▸ STATED GOAL 1: In the playoff notes, rewrite the part that opens with the words containing "Andrew Lopez: Luguentz" and closes with "out of rhythm.", changing "Thunder" to "Oklahoma City".

▸ SELECTION:

================================

Ohm Youngmisuk: Kawhi Leonard due to his knee injury, which has been the story of the first round between the Clippers and Mavs. The Clippers ruled Leonard out for Game 4 and his return in the postseason is uncertain. In Game 3 he gutted out 25 minutes and finished with nine points and nine rebounds but didn’t look anywhere near two-time Finals MVP level. Clippers president of basketball operations Lawrence Frank said Leonard will not return until he can move the way he did during Game 2, when he logged 35 minutes. There are two days off between Games 4 and 5 but after that, only a day off in between the remaining games in this best-of-7 series.

Kendra Andrews: Anthony Edwards. The Timberwolves’ All-Star guard shined against the player he deemed his personal GOAT in Durant. Edwards joined Kobe Bryant as only players at age 22 or younger to average 30 points in a best-of-7 series sweep in NBA history, according to ESPN Stats & Information. Edwards also became the fourth player under that age to average 30 points in consecutive playoff series, joining Luka Doncic, Tracy McGrady and Bryant. Over the past season, we’ve seen Edwards evolve into a budding star, and this playoff series put an exclamation point on that.

Chris Herring: I won’t pretend that he’s been the most impressive player of these playoffs, but I still think it’s worth highlighting what Myles Turner has done for Indiana through the first four games against Milwaukee. He’s averaged almost 27 points, eight boards and two blocks in the Pacers’ three victories — ones that saw good (but somewhat uneven) scoring outputs from both Pascal Siakam and Tyrese Haliburton. Indiana will almost certainly need that sort of big-time production from Turner to be a factor in the next round if and when it closes out the shorthanded Bucks.

Andrew Lopez: Luguentz Dort has been an absolute force on the defensive end for the Thunder through three games. His defense on Brandon Ingram has completely disrupted the flow of the offense for New Orleans who scored 89.7 points per game in this series. Ingram went 4-of-9 with Dort as the primary defender against him in Game 3 — only one more field goal than what he had in Games 1 and 2 combined (3-of-13) against Dort. It allowed the Thunder to dictate play and knock the Zion Williamson-less Pelicans out of rhythm.

================================

Rows from a dataset:

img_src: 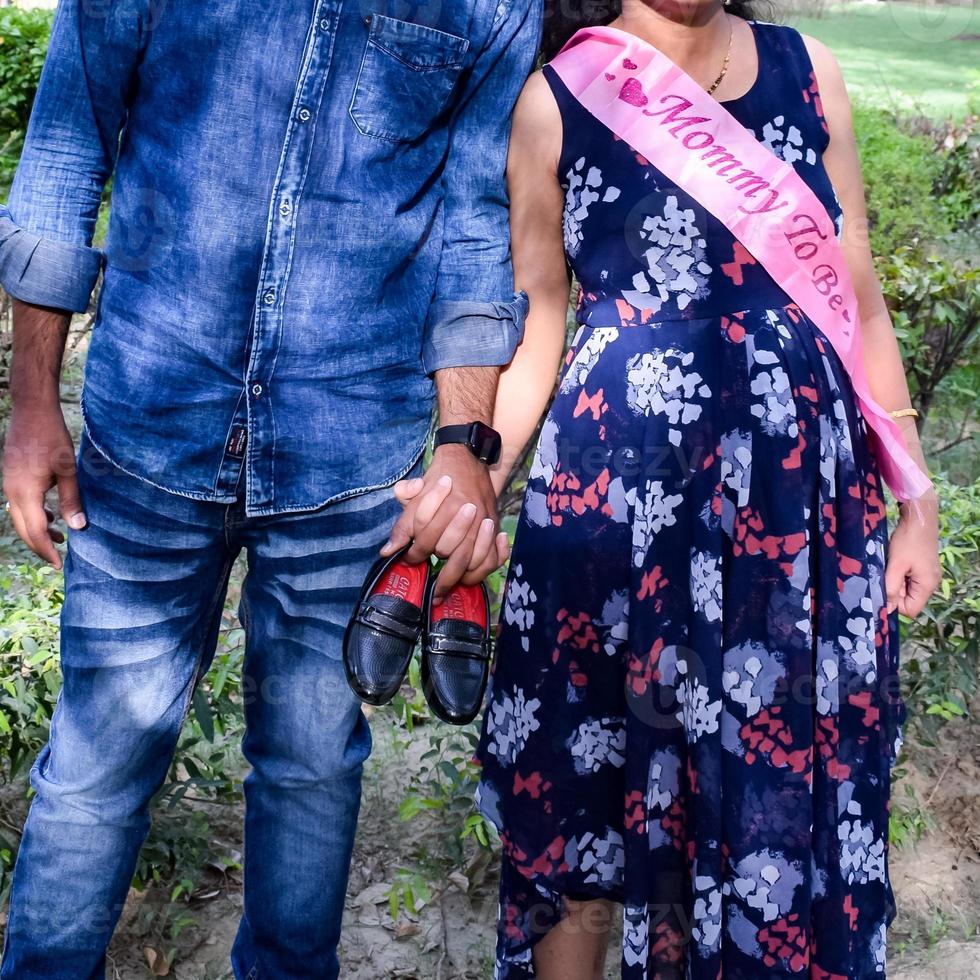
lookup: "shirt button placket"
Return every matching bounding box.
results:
[248,0,339,507]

================================

▸ STATED GOAL 2: Raise every bounding-box coordinate in the answers of the listing by 60, and give all of the listing's lines again, lookup lines included. Leave the pictures out of the answer.

▸ TASK RESPONSE 1:
Andrew Lopez: Luguentz Dort has been an absolute force on the defensive end for the Oklahoma City through three games. His defense on Brandon Ingram has completely disrupted the flow of the offense for New Orleans who scored 89.7 points per game in this series. Ingram went 4-of-9 with Dort as the primary defender against him in Game 3 — only one more field goal than what he had in Games 1 and 2 combined (3-of-13) against Dort. It allowed the Oklahoma City to dictate play and knock the Zion Williamson-less Pelicans out of rhythm.

▸ TASK RESPONSE 2:
img_src: 
lookup: "shirt button placket"
Return every matching bounding box.
results:
[308,60,399,567]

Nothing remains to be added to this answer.